RE: css3-fonts: should not dictate usage policy with respect to origin

I agree with Vlad. Where something should be specified is an administrative issue. It may not be an easy one to solve for a number of reasons but what matters is that it *is* specified so that authors no longer have to deal with fonts loading in some browsers but not others. Defining a standard is a means to achieve interoperability; optional requirements i.e. remaining ‘compliant’ whether you do or don’t something legalizes some level incompatibility. It’s not always bad (CSS allows many optional behaviors e.g. see outline:invert) but when we’re talking about web fonts and the ability to load them for a very common scenario it seems too fundamental to the feature for runtime compatibility to be optional. That such incompatibilities are officially deemed ‘compliant’ will not decrease in any way the real-world pain this incompatibility already causes. The standard, wherever it may be defined, should improve on and resolve the incompatible status quo. If it cannot or will not then I wonder what we even need to specify and why in the first place.

(Short problem a) Reproduce the message on web font loading word for word.
The listing below has no connection to the message on web font loading.

(Extracted information)
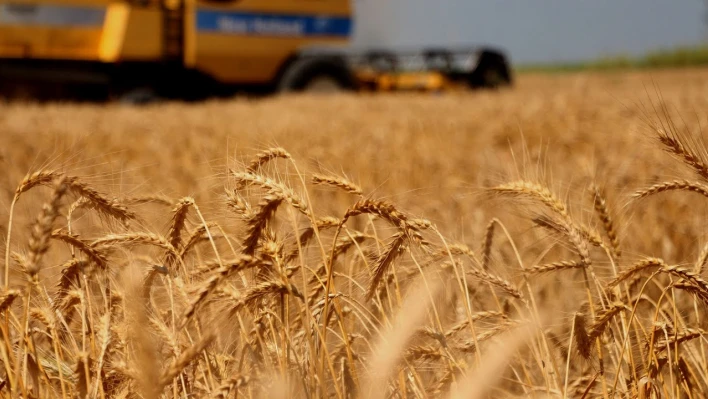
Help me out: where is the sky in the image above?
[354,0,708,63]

==

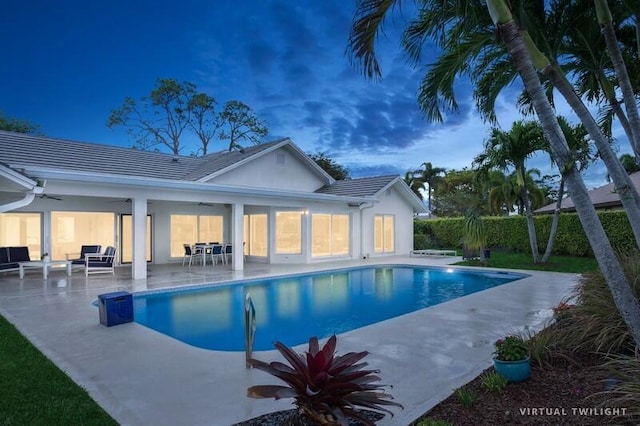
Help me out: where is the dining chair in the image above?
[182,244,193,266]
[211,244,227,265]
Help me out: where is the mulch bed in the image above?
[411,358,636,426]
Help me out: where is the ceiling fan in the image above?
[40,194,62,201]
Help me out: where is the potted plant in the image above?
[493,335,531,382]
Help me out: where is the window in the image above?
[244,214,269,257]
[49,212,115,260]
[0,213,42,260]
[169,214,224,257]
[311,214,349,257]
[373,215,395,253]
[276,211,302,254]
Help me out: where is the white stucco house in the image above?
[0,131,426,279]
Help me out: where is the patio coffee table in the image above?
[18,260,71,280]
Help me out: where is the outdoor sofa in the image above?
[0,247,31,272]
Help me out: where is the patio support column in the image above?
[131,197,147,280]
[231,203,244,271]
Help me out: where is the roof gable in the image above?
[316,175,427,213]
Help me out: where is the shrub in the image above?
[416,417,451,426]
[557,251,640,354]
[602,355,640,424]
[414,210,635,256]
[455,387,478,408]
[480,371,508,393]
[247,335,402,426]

(Short problem b) Rewrite the stretch of the listing from the line that contains "Help me out: where is the outdoor" through the line that contains "[247,335,402,426]", both ends included. Multiply every box coordinate by 1.6 and round it to a whole number, with halves rounding up; leave all other lines as they are and output only that stretch.

(Reply a)
RE: css3-fonts: should not dictate usage policy with respect to origin

I agree with Vlad. Where something should be specified is an administrative issue. It may not be an easy one to solve for a number of reasons but what matters is that it *is* specified so that authors no longer have to deal with fonts loading in some browsers but not others. Defining a standard is a means to achieve interoperability; optional requirements i.e. remaining ‘compliant’ whether you do or don’t something legalizes some level incompatibility. It’s not always bad (CSS allows many optional behaviors e.g. see outline:invert) but when we’re talking about web fonts and the ability to load them for a very common scenario it seems too fundamental to the feature for runtime compatibility to be optional. That such incompatibilities are officially deemed ‘compliant’ will not decrease in any way the real-world pain this incompatibility already causes. The standard, wherever it may be defined, should improve on and resolve the incompatible status quo. If it cannot or will not then I wonder what we even need to specify and why in the first place.

(Reply b)
Help me out: where is the outdoor sofa in the image above?
[0,395,50,435]
Help me out: where is the patio support column in the image above?
[210,315,235,448]
[370,325,390,434]
Help me out: where is the roof gable in the image above?
[506,280,683,341]
Help me out: where is the shrub in the image above?
[666,667,722,682]
[891,402,1024,566]
[963,568,1024,678]
[662,336,1016,410]
[728,619,765,653]
[768,594,813,629]
[395,536,643,682]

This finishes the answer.